# Estratto
==============================

Tre candidati a sindaco che non si sono ancora pronunciati sulle dimissioni o beatificazione di Riccaboni e Fabbro!

Triosenese

In attesa di una parola chiara sui vertici dell’università di Siena da parte dei tre candidati a sindaco, riportiamo le posizioni di altri candidati, del direttore de “Il Cittadino Online” o di semplici lettori.

Raffaella Zelia Ruscitto. La sentenza di qualche giorno fa, che ha dato ragione ai dipendenti dell’Ateneo senese in merito al salario accessorio (con un sostanzioso danno economico per l’istituzione “culturale” cittadina), non ha scosso i suoi vertici. Nessun commento, nessun “atto penitenziale”, nessun passo indietro da parte di rettore e direttore amministrativo. Alcuni candidati a sindaco ne hanno chiesto le dimissioni (non tutti, a onor del vero) ma non sono stati neppure “smusati”. La ragione è che la politica, quella che ancora conta in città (o che crede di poter ancora contare) appoggia queste nomine e non fa mancare segnali di “rafforzamento” in barba ad ogni possibile, umano, opportuno pudore.

==============================

# Consegne dell'esercizio
(1) Risponda alle seguenti domande sull'articolo sull'Università di Siena:
(a) Su che cosa si attende una parola chiara da parte dei tre candidati a sindaco?
(b) A chi ha dato ragione la sentenza citata da Raffaella Zelia Ruscitto, e su quale questione?
(c) Da parte di quali due figure non c'è stato alcun passo indietro?
(2) Aggiorni il passo dell'articolo sull'Università di Siena che inizia con le parole "Tre candidati a sindaco che" e si chiude dopo "di semplici lettori.", sostituendo "vertici" con "dirigenti".
(3) Fornisca il seguito dell'articolo sull'Università di Siena, a partire dall'ultima frase riportata.
Il materiale riportato di seguito è indipendente dall'articolo sull'Università di Siena.

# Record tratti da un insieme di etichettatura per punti

==============================

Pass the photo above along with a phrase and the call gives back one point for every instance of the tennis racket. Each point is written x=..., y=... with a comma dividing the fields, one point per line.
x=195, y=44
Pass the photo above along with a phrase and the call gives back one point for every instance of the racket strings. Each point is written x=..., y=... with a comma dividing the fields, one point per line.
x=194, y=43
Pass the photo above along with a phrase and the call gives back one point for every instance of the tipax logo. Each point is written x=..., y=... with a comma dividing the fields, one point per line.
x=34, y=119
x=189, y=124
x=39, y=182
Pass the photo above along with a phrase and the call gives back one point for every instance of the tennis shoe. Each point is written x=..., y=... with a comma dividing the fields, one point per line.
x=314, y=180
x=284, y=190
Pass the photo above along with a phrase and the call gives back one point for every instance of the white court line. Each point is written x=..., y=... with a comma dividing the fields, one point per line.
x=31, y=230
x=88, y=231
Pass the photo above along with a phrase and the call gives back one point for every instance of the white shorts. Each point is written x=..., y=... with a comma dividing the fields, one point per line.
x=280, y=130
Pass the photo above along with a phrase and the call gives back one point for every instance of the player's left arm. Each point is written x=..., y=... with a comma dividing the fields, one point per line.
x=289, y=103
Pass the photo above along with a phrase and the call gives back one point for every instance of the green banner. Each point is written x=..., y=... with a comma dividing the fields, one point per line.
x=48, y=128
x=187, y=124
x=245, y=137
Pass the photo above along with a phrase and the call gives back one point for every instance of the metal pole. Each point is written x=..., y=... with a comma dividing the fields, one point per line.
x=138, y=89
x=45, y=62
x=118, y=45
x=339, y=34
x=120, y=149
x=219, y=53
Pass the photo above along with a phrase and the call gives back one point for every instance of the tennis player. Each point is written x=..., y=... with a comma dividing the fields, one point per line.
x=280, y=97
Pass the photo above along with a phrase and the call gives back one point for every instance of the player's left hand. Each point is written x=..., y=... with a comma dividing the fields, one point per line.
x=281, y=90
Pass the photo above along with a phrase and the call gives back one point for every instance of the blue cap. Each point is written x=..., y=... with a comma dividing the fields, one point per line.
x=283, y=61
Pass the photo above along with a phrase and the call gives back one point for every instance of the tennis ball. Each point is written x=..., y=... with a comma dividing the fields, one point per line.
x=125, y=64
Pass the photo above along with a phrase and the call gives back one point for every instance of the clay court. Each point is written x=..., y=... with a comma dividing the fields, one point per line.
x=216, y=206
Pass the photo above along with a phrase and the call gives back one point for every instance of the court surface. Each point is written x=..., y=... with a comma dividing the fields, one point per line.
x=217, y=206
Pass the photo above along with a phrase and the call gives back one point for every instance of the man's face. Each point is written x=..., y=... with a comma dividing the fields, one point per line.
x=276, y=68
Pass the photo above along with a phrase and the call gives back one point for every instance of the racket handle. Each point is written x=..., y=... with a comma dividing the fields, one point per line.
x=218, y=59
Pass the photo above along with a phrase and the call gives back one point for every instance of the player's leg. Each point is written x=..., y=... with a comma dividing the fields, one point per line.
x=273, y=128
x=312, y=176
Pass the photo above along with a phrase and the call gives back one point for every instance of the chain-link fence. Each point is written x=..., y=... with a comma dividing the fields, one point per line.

==============================

# Risultati finali
(1)
(a) Sui vertici dell'università di Siena.
(b) Ai dipendenti dell'Ateneo senese, in merito al salario accessorio.
(c) Da parte del rettore e del direttore amministrativo.

(2)
Tre candidati a sindaco che non si sono ancora pronunciati sulle dimissioni o beatificazione di Riccaboni e Fabbro!

Triosenese

In attesa di una parola chiara sui dirigenti dell’università di Siena da parte dei tre candidati a sindaco, riportiamo le posizioni di altri candidati, del direttore de “Il Cittadino Online” o di semplici lettori.

(3)
Gianni Guazzi e Katia Leolini (candidati Pd). La sentenza del Tribunale di Siena va nella direzione di quanto il Partito Democratico sostiene da anni, ovvero che non possono essere i dipendenti con gli stipendi più bassi a sostenere il peso maggiore del risanamento dell’ Università. Centinaia di lavoratori si vedono finalmente riconosciuto un diritto ingiustamente negato, che costituisce una parte importante della retribuzione per moltissime famiglie senesi. Vogliamo ribadire con forza che l’azione di risanamento dell’Ateneo senese, avviata negli anni scorsi, deve proseguire con forza ma senza colpire le fasce più deboli della popolazione universitaria. È necessario proseguire nell’accertamento della verità e di tutte le responsabilità nella gestione economico-finanziaria dell’Università. Riteniamo poi che il prossimo Consiglio comunale dovrà valutare urgentemente l’opportunità per il Comune di Siena, visto il danno subito dalla città, di costituirsi parte civile nel processo in corso.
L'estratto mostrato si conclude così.